Excerto fornecido =
Turmas isoladas sem fundamento
O isolamento profilático, em maio do ano passado, de duas turmas do secundário de uma escola da Amadora, e, no mês seguinte, de uma turma de 11.º ano num estabelecimento de Torres Vedras levaram o Tribunal Constitucional a considerar que, sem o respaldo do estado de emergência, a medida foi inconstitucional. O país estava, na altura, em situação de calamidade e os juízes sustentaram que, ao contrário do que alegam alguns juristas, a Lei de Bases da Proteção Civil não permitia privar os cidadãos de liberdade naqueles casos.
Ventura safo por alteração à lei
Na semana passada, um procurador de Braga surpreendeu ao pedir que o líder do Chega, André Ventura, e outros dois dirigentes do partido não sejam julgados por desobediência, depois de terem organizado, no estado de emergência de janeiro de 2021, um jantar-comício em Braga, violando normas então em vigor. Porque o que era crime passou, dias depois, a mera contraordenação.

Dados listados =
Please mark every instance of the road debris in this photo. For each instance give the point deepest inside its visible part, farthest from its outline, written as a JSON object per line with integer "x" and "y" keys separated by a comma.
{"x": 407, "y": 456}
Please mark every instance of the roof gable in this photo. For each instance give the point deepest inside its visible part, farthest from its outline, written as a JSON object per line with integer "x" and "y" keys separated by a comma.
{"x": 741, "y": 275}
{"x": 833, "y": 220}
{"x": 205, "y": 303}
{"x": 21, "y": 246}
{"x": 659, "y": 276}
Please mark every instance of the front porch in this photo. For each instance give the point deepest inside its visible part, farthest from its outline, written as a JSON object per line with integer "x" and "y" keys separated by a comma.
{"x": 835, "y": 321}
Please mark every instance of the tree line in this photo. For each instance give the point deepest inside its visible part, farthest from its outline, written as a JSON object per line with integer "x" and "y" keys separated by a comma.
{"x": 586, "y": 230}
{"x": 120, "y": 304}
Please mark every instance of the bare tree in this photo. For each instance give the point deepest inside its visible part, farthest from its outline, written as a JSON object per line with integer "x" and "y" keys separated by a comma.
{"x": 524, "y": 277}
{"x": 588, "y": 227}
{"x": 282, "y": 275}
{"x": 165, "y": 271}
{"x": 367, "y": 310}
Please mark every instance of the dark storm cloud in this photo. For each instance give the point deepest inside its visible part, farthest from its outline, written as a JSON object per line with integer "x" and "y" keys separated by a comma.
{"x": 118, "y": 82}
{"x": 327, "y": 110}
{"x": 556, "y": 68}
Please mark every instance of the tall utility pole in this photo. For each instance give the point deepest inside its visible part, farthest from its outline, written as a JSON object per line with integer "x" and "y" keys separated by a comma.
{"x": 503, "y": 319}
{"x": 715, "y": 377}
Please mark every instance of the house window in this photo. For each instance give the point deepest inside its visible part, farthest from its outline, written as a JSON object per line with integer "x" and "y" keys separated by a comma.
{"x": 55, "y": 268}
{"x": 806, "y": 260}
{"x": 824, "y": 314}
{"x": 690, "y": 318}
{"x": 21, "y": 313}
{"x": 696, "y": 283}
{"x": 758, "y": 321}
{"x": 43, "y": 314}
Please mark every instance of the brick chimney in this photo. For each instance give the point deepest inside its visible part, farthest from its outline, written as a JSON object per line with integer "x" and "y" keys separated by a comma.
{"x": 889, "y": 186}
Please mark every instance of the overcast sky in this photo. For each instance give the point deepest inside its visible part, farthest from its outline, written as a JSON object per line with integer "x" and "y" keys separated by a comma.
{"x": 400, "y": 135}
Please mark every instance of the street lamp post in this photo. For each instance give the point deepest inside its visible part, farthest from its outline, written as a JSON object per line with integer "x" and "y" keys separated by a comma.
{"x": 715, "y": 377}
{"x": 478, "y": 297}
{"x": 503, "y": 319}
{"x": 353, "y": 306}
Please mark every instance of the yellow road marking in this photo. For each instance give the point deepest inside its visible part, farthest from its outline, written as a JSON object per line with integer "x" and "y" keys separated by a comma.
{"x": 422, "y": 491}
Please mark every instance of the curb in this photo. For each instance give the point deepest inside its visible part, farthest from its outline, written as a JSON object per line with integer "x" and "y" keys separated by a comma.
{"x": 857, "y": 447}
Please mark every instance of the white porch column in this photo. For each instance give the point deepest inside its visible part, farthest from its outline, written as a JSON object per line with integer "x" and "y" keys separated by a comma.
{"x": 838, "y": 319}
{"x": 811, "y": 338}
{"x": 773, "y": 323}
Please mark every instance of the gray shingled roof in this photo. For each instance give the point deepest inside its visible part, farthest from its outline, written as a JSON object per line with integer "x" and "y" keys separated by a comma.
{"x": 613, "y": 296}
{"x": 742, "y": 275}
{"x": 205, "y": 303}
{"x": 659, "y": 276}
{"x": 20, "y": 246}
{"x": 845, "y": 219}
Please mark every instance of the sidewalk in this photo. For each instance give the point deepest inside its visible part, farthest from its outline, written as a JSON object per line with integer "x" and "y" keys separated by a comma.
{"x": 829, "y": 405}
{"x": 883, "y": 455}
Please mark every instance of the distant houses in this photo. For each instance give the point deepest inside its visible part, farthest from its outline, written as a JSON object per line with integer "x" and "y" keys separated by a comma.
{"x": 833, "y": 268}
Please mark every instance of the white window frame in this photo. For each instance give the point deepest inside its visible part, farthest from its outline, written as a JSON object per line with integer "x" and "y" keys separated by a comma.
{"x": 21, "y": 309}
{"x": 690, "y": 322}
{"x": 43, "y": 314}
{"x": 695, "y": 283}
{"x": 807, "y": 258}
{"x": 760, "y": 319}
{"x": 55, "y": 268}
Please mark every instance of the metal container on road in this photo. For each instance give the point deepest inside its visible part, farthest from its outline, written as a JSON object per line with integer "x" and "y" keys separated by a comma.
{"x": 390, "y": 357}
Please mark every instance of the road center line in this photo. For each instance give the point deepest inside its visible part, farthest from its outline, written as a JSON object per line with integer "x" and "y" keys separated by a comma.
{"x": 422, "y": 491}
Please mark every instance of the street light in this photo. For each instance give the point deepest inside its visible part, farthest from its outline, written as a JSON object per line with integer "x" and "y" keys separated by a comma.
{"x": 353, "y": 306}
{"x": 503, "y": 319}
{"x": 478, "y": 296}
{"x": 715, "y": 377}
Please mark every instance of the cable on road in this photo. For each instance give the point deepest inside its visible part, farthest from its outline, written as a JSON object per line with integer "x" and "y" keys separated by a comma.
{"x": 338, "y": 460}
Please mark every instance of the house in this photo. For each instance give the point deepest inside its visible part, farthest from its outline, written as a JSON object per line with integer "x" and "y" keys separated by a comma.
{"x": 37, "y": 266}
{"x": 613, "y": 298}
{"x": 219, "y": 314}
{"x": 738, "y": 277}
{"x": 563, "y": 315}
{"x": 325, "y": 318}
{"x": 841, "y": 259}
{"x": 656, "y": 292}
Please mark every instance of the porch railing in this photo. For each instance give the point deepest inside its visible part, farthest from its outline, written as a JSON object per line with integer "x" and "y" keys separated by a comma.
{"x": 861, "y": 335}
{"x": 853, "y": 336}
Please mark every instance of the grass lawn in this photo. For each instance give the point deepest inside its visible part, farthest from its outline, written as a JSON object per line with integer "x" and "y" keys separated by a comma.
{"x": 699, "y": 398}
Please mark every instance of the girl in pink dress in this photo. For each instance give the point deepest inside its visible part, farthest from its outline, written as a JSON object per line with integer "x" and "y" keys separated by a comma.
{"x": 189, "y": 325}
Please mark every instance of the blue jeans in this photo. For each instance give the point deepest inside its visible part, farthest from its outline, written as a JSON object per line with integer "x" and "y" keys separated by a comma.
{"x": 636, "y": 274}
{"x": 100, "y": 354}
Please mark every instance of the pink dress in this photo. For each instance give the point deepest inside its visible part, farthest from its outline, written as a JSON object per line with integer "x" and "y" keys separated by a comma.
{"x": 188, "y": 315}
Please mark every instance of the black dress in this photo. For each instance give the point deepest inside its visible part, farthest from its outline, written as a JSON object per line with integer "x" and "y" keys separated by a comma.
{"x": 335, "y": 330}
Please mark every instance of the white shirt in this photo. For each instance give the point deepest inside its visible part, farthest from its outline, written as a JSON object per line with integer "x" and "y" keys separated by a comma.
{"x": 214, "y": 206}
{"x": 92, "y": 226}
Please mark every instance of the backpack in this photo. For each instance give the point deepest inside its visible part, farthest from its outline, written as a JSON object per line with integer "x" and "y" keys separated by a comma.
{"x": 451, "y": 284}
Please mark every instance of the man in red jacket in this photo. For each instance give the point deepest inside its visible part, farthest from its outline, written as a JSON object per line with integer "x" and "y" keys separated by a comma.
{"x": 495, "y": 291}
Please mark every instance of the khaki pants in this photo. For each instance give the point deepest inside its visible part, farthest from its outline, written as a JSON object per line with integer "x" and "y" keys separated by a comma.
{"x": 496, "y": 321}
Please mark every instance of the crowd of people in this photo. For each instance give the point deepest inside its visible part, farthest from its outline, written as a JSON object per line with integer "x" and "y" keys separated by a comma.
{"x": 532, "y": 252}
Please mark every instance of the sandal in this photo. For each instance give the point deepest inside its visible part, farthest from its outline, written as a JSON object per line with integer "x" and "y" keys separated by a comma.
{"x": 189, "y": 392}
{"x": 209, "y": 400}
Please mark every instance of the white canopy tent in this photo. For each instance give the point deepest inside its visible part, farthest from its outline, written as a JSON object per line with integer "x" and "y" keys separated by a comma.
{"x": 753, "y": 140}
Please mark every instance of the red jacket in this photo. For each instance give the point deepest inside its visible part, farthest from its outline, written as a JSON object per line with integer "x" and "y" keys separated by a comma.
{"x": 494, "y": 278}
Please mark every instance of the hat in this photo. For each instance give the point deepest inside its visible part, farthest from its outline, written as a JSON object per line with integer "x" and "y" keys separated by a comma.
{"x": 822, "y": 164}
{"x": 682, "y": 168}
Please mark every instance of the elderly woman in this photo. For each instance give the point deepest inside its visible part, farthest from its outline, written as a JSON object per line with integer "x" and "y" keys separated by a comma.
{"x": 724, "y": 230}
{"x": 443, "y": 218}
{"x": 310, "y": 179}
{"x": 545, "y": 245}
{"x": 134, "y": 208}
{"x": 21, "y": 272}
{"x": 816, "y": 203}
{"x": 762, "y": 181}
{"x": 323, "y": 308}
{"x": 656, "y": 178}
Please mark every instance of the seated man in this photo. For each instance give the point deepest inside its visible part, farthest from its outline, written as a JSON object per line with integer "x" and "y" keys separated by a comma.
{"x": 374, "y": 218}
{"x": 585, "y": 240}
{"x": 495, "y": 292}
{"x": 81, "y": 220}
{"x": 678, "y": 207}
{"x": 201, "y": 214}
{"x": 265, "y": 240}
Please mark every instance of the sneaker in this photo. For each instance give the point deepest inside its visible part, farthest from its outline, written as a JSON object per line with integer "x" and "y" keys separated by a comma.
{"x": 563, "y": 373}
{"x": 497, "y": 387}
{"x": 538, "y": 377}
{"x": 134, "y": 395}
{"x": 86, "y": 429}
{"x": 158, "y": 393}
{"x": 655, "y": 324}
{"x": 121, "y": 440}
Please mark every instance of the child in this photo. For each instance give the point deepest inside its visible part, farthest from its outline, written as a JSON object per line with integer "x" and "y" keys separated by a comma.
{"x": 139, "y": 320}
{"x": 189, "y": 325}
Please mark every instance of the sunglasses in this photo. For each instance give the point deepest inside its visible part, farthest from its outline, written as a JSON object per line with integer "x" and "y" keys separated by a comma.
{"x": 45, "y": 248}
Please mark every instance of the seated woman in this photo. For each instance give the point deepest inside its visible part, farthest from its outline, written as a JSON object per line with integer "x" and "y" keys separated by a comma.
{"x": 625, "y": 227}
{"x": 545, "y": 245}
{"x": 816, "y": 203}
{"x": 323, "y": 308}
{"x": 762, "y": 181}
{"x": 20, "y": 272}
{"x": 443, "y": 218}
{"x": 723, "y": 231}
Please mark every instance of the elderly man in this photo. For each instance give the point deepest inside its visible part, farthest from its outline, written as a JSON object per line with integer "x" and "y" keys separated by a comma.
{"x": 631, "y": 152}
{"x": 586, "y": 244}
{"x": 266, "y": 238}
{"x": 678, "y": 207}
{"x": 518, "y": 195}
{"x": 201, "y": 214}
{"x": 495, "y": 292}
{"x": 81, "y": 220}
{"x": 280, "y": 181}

Enunciado A =
Responde a estas perguntas com base no excerto fornecido:
(i) Em que localidade ficava a escola onde duas turmas do secundário foram isoladas em maio?
(ii) Que tribunal considerou a medida de isolamento inconstitucional?
(iii) Em que cidade foi organizado o jantar-comício do Chega?
Enunciado B =
Apresenta a continuação do texto sobre decisões da justiça, começando depois da última frase do excerto fornecido.

Resposta A =
(i) Amadora.
(ii) O Tribunal Constitucional.
(iii) Braga.

Resposta B =
Escuta alertou para inexistência
Em 2020, o Ministério Público percebeu, numa escuta, que o "chef" Ljubomir Stanisic, residente em Lisboa, furara o confinamento para passar a Páscoa com a família em Grândola. Acusou-o de crime de desobediência, mas o caso nem chegou a julgamento. O tribunal decidiu, na instrução, que a violação não era crime e não permitia escutas.
Quase 1200 detidos por não cumprirem regras
Quase 1200 pessoas foram detidas pela PSP e pela GNR, nos últimos dois anos, por terem desrespeitado as normas para travar a propagação da covid-19. Em causa terá estado sobretudo o crime de desobediência, cuja moldura penal chegou a ser, no contexto da pandemia, agravada pelo Governo, para dissuadir potenciais infratores.
O ilícito, punido com pena de multa ou de prisão, gerou discórdia nos tribunais e, em dezembro de 2020, nove meses após as primeiras restrições, o presidente da República, Marcelo Rebelo de Sousa, optou mesmo por incluí-lo num decreto de renovação do estado de emergência. Até hoje, não se sabe quantas das pessoas detidas acabaram por ser condenadas na Justiça.
De acordo com o Ministério da Administração Interna (MAI), entre 22 de março de 2020 - data em que começaram as restrições - e o último dia 24, foram detidas pela PSP e pela GNR 1171 pessoas. Destas, mostram balanços anteriores, 428 foram surpreendidas até 2 de maio de 2020, a maioria (26,2%) por ter sido apanhada na rua quando estava proibida de sair de casa, por estar infetada ou sob vigilância das autoridades de saúde. Outras foram, nos últimos dois anos, detidas por desobedecerem, por exemplo, a ordem das autoridades para não estarem em grupo na rua, regressar a casa ou pôr a máscara.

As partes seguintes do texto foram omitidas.